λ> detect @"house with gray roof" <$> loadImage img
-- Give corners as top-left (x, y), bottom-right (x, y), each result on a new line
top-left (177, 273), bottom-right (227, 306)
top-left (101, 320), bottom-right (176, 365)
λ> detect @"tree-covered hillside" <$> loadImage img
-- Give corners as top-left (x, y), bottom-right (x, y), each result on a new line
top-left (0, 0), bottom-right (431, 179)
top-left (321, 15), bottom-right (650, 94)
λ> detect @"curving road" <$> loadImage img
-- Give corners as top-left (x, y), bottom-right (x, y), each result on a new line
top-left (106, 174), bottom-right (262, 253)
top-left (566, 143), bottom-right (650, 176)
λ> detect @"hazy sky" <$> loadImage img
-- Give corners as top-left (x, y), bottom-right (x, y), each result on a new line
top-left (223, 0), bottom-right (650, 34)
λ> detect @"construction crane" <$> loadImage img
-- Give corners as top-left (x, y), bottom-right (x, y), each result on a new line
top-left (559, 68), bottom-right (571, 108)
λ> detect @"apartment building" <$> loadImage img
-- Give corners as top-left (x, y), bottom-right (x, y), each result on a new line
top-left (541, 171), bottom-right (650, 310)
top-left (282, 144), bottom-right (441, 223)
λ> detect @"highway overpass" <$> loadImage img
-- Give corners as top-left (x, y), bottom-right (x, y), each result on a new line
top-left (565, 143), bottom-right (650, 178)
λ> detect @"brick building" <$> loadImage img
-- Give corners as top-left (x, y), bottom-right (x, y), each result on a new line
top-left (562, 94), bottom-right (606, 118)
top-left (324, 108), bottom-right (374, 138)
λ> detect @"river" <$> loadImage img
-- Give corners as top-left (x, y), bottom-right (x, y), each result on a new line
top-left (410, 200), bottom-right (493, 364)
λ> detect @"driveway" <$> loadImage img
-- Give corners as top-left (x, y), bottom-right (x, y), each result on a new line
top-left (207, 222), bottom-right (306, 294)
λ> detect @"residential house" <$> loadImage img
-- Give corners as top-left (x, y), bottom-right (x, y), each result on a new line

*****

YOUR TASK:
Line by line, please copy the records above exactly.

EXERCISE RESULT:
λ> detect @"house with gray roof" <$> loadImage img
-- Give corners as top-left (x, y), bottom-right (x, y), each result on a new line
top-left (177, 273), bottom-right (227, 306)
top-left (101, 320), bottom-right (176, 365)
λ> detect @"tree-covered hillside" <$> loadImage img
-- Give corners as top-left (x, y), bottom-right (x, y), each result on a new line
top-left (0, 0), bottom-right (431, 179)
top-left (321, 15), bottom-right (650, 94)
λ> detect @"curving road" <$> loadImage img
-- Give corners as top-left (x, y), bottom-right (x, y), each result on a new line
top-left (106, 174), bottom-right (262, 253)
top-left (566, 143), bottom-right (650, 176)
λ> detect @"hazy sky" <$> loadImage img
-- Give corners as top-left (x, y), bottom-right (x, y), each result on a new line
top-left (223, 0), bottom-right (650, 34)
λ> detect @"construction crane" <$> loadImage img
-- Give corners as top-left (x, y), bottom-right (x, y), each result on a new line
top-left (559, 68), bottom-right (571, 108)
λ> detect @"apartment building" <$> loadImage img
-- Give corners as top-left (x, y), bottom-right (x, y), each result on a new line
top-left (541, 171), bottom-right (650, 310)
top-left (282, 144), bottom-right (441, 223)
λ> detect @"highway overpass" <$> loadImage img
-- Give corners as top-left (x, y), bottom-right (x, y), each result on a new line
top-left (565, 143), bottom-right (650, 178)
λ> detect @"brick building" <$> loadImage img
-- Give corners as top-left (x, y), bottom-right (x, y), each result on a new line
top-left (562, 94), bottom-right (606, 118)
top-left (324, 108), bottom-right (374, 138)
λ> detect @"river" <$> loadImage img
-- Give corners as top-left (x, y), bottom-right (x, y), each result on a new line
top-left (410, 200), bottom-right (493, 364)
λ> detect @"driveway" <$> loadImage img
-- Give corners as top-left (x, y), bottom-right (x, y), each result on a new line
top-left (207, 222), bottom-right (306, 294)
λ> detect @"residential house" <$> loadImage img
-- Give corners as top-left (x, y), bottom-right (x, y), each result on a new line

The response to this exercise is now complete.